- Task prompt -
Repeat all of the data precisely.

-- Begin --

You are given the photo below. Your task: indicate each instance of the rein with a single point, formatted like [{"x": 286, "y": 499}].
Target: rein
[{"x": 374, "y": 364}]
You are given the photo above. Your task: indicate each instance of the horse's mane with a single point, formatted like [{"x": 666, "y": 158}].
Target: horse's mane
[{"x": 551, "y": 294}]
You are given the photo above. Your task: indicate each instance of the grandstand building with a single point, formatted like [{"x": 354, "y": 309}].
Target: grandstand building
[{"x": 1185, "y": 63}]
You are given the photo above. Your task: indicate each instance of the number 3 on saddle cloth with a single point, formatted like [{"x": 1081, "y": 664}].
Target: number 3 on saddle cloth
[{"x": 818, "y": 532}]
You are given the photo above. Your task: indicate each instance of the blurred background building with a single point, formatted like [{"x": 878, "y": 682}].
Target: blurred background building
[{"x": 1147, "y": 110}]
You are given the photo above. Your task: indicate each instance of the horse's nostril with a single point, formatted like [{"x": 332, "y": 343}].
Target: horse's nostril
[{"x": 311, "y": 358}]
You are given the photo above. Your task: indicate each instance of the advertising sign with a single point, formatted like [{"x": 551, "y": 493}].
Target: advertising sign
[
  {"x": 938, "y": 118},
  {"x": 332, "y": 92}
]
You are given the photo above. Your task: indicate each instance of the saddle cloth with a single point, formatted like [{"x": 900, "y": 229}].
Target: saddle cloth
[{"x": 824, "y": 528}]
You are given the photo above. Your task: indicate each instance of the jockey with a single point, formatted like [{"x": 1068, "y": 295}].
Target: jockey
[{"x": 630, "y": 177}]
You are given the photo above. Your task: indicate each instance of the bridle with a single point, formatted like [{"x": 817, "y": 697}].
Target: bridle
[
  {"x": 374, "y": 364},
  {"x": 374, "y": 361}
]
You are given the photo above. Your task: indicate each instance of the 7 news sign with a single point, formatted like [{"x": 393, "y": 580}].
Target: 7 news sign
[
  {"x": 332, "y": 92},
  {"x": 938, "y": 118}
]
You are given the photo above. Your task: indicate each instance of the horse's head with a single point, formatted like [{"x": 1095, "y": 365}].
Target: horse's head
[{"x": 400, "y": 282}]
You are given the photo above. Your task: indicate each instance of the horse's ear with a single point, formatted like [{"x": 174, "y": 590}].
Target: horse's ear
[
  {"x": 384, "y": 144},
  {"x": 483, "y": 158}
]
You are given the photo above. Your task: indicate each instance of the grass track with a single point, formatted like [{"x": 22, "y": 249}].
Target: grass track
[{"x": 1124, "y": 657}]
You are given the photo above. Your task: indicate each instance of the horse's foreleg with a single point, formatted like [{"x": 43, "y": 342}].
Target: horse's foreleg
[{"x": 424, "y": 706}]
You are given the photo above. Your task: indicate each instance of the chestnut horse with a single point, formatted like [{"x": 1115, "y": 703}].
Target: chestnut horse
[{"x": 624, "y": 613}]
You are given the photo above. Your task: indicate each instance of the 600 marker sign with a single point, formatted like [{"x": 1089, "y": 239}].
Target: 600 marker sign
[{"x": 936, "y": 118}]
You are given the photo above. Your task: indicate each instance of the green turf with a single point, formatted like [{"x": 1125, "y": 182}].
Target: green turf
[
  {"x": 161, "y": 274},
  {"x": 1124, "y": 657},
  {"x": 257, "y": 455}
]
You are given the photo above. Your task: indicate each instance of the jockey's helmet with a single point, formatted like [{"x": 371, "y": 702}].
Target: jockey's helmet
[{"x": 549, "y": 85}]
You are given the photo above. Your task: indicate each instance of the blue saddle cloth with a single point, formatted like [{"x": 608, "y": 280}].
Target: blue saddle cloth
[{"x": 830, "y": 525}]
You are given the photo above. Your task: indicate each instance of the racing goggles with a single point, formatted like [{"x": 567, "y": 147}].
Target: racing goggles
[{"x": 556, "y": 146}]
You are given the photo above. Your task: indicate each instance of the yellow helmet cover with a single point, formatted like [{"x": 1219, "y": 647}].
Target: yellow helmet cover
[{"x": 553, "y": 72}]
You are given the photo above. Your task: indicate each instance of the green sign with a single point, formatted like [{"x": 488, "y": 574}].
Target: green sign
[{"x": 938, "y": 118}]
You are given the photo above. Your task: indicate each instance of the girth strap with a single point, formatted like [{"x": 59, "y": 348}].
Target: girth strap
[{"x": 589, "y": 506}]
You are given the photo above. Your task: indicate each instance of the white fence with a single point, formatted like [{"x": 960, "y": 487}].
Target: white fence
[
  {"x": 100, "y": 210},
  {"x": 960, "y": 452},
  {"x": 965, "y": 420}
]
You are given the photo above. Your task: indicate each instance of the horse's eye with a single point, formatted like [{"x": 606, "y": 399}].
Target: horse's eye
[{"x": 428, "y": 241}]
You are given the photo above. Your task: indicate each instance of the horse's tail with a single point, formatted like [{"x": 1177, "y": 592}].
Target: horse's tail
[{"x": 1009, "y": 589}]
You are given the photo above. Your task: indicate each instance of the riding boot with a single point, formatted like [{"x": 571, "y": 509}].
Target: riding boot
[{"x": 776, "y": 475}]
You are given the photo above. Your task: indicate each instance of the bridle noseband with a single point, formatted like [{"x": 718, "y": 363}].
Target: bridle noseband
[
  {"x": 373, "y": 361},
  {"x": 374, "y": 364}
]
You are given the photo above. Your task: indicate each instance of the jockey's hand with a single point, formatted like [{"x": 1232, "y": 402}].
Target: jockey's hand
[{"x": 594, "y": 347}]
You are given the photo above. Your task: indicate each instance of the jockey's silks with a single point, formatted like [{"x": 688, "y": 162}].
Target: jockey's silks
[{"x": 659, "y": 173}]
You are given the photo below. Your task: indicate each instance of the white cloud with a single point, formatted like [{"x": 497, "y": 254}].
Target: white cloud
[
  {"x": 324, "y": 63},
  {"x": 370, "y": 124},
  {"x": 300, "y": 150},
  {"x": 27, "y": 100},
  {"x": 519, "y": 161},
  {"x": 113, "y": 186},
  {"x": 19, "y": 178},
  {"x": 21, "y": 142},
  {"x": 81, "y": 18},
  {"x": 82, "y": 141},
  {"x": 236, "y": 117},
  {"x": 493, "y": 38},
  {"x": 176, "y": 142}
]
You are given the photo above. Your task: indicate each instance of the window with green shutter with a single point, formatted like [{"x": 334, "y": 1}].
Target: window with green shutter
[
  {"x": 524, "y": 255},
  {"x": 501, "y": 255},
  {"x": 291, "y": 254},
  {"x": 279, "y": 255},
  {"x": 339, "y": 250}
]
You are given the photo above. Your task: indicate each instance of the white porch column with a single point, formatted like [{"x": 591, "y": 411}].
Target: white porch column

-- End --

- Solution to this problem -
You are given the photo below. Your task: indicate each instance of the rein with a single point, formatted like [{"x": 286, "y": 499}].
Target: rein
[{"x": 374, "y": 364}]
You are given the photo above. Your task: indicate each instance of the horse's mane with a single point, formatted like [{"x": 666, "y": 158}].
Target: horse's mane
[{"x": 551, "y": 294}]
You are given the photo above. Your task: indicate each instance of the grandstand building with a single point, formatted like [{"x": 354, "y": 309}].
Target: grandstand building
[{"x": 1185, "y": 63}]
You are given the photo above. Your task: indicate each instance of the number 3 on saddle cloth with a single point, formatted like [{"x": 1081, "y": 664}].
Target: number 3 on saddle cloth
[{"x": 818, "y": 532}]
You are given the photo above. Your task: indicate each instance of the blurred background building with a single point, formatted like [{"x": 878, "y": 682}].
Target: blurred background building
[{"x": 1147, "y": 110}]
You are given the photo above. Your task: indicate each instance of the horse's nostril with a single point, formatted like [{"x": 332, "y": 343}].
Target: horse's nostril
[{"x": 311, "y": 358}]
You are given the photo above. Your task: indicate each instance of the advertising sign with a single point, formatted like [{"x": 551, "y": 493}].
Target: advertising sign
[
  {"x": 938, "y": 118},
  {"x": 332, "y": 92}
]
You are given the photo above. Your task: indicate each instance of the saddle cloth with a single point, formatted like [{"x": 900, "y": 229}].
Target: saddle cloth
[{"x": 824, "y": 528}]
You are given the photo above. Your task: indicate each instance of the jockey with a single point, formatted like [{"x": 1068, "y": 295}].
Target: jockey
[{"x": 630, "y": 177}]
You are given the photo above. Your task: indicate each instance of the bridle with a single point, formatted like [{"x": 817, "y": 697}].
Target: bridle
[
  {"x": 374, "y": 364},
  {"x": 374, "y": 361}
]
You are given the photo above. Your task: indicate each instance of the 7 news sign with a single point, formatted like [{"x": 393, "y": 580}].
Target: 7 news sign
[
  {"x": 332, "y": 92},
  {"x": 938, "y": 118}
]
You are given the photo above. Your task: indicate each instance of the horse's head with a single point, formatted like [{"x": 1095, "y": 365}].
Target: horse's head
[{"x": 400, "y": 282}]
You are given the photo above. Your task: indicate each instance of the horse's ear with a single point, formatted like [{"x": 174, "y": 590}].
Target: horse's ear
[
  {"x": 384, "y": 144},
  {"x": 483, "y": 158}
]
You are given the photo above. Your task: indicate each instance of the grass track with a single point, formatted like [{"x": 22, "y": 249}].
Target: grass track
[{"x": 1124, "y": 657}]
You are given the photo above. Your task: indicate each instance of the horse's foreleg with a single point, formatted like [{"x": 43, "y": 342}].
Target: horse's foreleg
[{"x": 424, "y": 706}]
You are given the photo above. Your task: indicate each instance of the chestnut horse with a single point, formatted like [{"x": 1115, "y": 703}].
Target: chestnut horse
[{"x": 624, "y": 613}]
You are given the photo above. Your task: indicate each instance of the 600 marker sign with a single point, formatted like [{"x": 1089, "y": 239}].
Target: 600 marker sign
[{"x": 936, "y": 118}]
You are given the photo above. Your task: indicate each instance of the green turf with a single point, formatted like [{"x": 1125, "y": 182}].
Target: green turf
[
  {"x": 161, "y": 274},
  {"x": 1124, "y": 657},
  {"x": 257, "y": 455}
]
You are given the photo above. Your task: indicate each instance of the jockey's helmet with a single point, formatted like [{"x": 371, "y": 702}].
Target: jockey's helmet
[{"x": 549, "y": 85}]
You are given the photo above. Your task: indicate each instance of the blue saddle cloth with a single point, formatted like [{"x": 608, "y": 280}].
Target: blue saddle cloth
[{"x": 830, "y": 525}]
You are given the photo above. Your task: indicate each instance of the racing goggles with a single point, formatted like [{"x": 567, "y": 147}].
Target: racing goggles
[{"x": 556, "y": 146}]
You are given the photo above. Your task: indicate each instance of the yellow helmet cover with a single point, formatted like [{"x": 1219, "y": 647}].
Target: yellow helmet cover
[{"x": 553, "y": 72}]
You are given the photo above. Your task: indicate each instance of the green sign with a single point, formatted like [{"x": 488, "y": 574}].
Target: green sign
[{"x": 938, "y": 118}]
You are given the photo above. Your task: indicate each instance of the girth strap with a single point, formatted like [{"x": 59, "y": 348}].
Target: girth strap
[{"x": 589, "y": 506}]
You are given the photo above. Your task: indicate each instance of the white fence with a single point, formatted like [{"x": 960, "y": 487}].
Target: white fence
[
  {"x": 100, "y": 210},
  {"x": 960, "y": 452},
  {"x": 965, "y": 420}
]
You are given the photo above. Your task: indicate each instance of the horse's eye with a single point, formatted like [{"x": 606, "y": 399}].
Target: horse's eye
[{"x": 428, "y": 241}]
You are given the photo above. Your task: indicate each instance of the horse's tail with a single point, formatted like [{"x": 1177, "y": 592}].
Target: horse's tail
[{"x": 1009, "y": 589}]
You are given the photo above. Your task: indicate each instance of the riding boot with a single point, formatted like [{"x": 571, "y": 509}].
Target: riding boot
[{"x": 776, "y": 475}]
You are given the photo above. Your task: indicate each instance of the bridle noseband with a single point, formatted like [{"x": 718, "y": 363}].
Target: bridle noseband
[
  {"x": 373, "y": 361},
  {"x": 374, "y": 364}
]
You are given the photo above. Your task: indicate each instance of the jockey's hand with a single point, formatted like [{"x": 1232, "y": 402}].
Target: jockey's hand
[{"x": 594, "y": 347}]
You are given the photo above. Your task: indicate each instance of the jockey's silks with a single point, formatted like [{"x": 688, "y": 162}].
Target: jockey's silks
[{"x": 659, "y": 173}]
You are given the photo below. Your task: indicate each instance of the white cloud with a single point, formatted like [{"x": 497, "y": 254}].
Target: white cloud
[
  {"x": 324, "y": 63},
  {"x": 370, "y": 124},
  {"x": 300, "y": 150},
  {"x": 27, "y": 100},
  {"x": 519, "y": 161},
  {"x": 113, "y": 186},
  {"x": 19, "y": 178},
  {"x": 21, "y": 142},
  {"x": 81, "y": 18},
  {"x": 82, "y": 141},
  {"x": 236, "y": 117},
  {"x": 493, "y": 38},
  {"x": 176, "y": 142}
]
You are given the photo above. Your task: indicate each instance of the window with green shutter with a single point, formatted like [{"x": 334, "y": 1}].
Target: window with green shutter
[
  {"x": 524, "y": 255},
  {"x": 501, "y": 255},
  {"x": 291, "y": 254},
  {"x": 279, "y": 255},
  {"x": 339, "y": 250}
]
You are given the photo above. Your task: indicate each instance of the white porch column with a single point, formatted like [{"x": 591, "y": 411}].
Target: white porch column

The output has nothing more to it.